_What needs to be done_.
Only the lines from the one containing "Would you be able to pin the dog's" through the last line below should be written out, exactly and with both ends kept.

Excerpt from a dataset

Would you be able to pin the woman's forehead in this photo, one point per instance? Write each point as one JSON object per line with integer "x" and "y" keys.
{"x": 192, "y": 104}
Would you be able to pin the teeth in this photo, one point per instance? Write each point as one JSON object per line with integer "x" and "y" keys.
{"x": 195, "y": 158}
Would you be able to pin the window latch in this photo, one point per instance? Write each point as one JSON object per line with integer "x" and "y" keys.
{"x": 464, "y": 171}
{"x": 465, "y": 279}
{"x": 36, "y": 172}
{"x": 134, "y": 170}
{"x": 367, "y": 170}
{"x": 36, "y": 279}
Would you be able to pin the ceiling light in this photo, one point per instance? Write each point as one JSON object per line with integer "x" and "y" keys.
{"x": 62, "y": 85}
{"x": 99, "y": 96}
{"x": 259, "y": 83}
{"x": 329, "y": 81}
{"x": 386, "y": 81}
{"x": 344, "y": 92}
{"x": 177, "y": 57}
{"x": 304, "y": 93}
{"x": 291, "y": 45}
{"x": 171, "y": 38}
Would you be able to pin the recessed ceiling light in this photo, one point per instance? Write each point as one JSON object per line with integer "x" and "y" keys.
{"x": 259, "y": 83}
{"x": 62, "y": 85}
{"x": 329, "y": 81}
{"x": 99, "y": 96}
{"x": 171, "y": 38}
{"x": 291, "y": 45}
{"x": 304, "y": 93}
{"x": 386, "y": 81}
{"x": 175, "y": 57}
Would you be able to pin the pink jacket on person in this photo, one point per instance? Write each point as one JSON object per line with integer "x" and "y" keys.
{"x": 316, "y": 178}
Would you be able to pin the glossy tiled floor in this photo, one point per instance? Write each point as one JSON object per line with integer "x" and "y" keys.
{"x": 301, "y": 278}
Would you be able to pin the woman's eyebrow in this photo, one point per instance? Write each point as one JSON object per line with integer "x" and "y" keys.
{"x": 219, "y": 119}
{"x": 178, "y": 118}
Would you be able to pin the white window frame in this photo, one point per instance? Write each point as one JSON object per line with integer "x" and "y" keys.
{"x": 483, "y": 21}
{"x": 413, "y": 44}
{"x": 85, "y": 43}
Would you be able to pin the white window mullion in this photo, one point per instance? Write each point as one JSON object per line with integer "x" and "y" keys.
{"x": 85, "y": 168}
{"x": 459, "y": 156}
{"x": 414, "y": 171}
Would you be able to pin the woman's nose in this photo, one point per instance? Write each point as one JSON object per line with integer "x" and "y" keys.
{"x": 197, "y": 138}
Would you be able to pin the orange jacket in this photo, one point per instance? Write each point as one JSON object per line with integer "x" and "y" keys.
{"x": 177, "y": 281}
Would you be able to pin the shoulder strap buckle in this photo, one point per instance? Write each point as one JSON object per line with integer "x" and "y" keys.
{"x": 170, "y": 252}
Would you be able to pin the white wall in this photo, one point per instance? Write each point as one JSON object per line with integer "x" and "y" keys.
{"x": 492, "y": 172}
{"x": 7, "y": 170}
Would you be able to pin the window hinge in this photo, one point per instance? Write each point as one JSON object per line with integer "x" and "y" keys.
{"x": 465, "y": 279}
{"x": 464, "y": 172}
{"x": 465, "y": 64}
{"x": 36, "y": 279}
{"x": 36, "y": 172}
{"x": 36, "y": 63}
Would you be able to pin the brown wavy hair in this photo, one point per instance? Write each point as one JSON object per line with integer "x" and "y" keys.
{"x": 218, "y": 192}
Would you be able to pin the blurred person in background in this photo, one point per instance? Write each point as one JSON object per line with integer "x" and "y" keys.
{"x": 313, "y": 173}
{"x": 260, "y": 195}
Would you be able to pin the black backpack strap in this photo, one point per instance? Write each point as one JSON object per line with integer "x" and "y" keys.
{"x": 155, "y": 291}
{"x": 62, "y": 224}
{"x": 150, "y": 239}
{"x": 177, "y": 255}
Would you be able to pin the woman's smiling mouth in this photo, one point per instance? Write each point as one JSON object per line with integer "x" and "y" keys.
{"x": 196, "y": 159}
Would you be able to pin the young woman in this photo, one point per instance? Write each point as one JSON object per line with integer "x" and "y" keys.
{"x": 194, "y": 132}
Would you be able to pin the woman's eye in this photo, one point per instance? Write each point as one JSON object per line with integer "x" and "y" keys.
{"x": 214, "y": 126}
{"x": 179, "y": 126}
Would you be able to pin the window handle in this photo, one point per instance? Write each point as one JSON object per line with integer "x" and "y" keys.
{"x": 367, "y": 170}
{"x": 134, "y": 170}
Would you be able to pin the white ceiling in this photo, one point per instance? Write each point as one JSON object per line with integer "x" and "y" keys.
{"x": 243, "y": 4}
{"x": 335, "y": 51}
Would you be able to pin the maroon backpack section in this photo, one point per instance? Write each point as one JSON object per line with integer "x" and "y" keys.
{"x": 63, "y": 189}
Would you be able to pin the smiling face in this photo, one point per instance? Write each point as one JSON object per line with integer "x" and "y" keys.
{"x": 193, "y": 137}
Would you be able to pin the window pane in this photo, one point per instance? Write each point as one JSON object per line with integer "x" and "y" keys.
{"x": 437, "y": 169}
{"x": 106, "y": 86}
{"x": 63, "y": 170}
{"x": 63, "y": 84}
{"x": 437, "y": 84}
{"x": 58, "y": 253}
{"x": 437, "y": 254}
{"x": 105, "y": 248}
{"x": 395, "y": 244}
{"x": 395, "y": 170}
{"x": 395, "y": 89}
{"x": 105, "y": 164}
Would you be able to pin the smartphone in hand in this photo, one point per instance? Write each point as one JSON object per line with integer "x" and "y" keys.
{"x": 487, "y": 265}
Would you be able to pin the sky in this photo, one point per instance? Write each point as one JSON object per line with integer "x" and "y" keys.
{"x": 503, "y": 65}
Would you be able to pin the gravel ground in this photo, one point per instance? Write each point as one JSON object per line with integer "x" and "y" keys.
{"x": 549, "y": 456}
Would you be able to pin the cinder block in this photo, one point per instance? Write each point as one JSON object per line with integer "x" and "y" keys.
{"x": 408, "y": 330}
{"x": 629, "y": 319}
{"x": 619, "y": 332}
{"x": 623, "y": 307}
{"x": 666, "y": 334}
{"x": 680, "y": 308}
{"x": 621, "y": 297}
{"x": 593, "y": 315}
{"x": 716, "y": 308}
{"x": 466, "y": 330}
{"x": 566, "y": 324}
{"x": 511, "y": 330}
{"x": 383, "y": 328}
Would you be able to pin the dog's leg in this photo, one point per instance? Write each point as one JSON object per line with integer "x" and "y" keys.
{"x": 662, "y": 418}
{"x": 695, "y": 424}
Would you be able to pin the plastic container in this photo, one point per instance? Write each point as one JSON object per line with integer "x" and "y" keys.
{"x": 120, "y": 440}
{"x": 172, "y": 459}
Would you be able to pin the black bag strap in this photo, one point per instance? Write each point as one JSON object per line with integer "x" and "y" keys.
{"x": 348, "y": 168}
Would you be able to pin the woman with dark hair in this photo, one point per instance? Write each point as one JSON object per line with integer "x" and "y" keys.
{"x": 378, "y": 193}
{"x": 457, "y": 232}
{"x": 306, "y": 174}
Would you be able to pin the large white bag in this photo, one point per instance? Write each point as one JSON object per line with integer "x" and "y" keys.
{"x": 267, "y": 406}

_Exercise output_.
Would you be able to pin the dog's leg in this photo, one point per instance? Write each point as one JSON object per line with integer "x" and "y" keys.
{"x": 662, "y": 418}
{"x": 695, "y": 424}
Would you be able to pin the plastic container in this photo, one point per instance? Write each point as one JSON object per line with integer "x" and "y" keys.
{"x": 120, "y": 440}
{"x": 172, "y": 459}
Would you be able to pin the black bag strap in this photo, one point per instance? Write each point as one JSON object per line with integer "x" and "y" keys.
{"x": 348, "y": 168}
Would you be able to pin the woman with dark hair in this photo, one point per instance? Write each point as one JSON object per line with integer "x" and "y" keys.
{"x": 378, "y": 193}
{"x": 457, "y": 232}
{"x": 306, "y": 174}
Would you be able to pin the large white bag in this photo, one point per instance? Write each point as one JSON object per line with integer "x" and "y" keys.
{"x": 267, "y": 406}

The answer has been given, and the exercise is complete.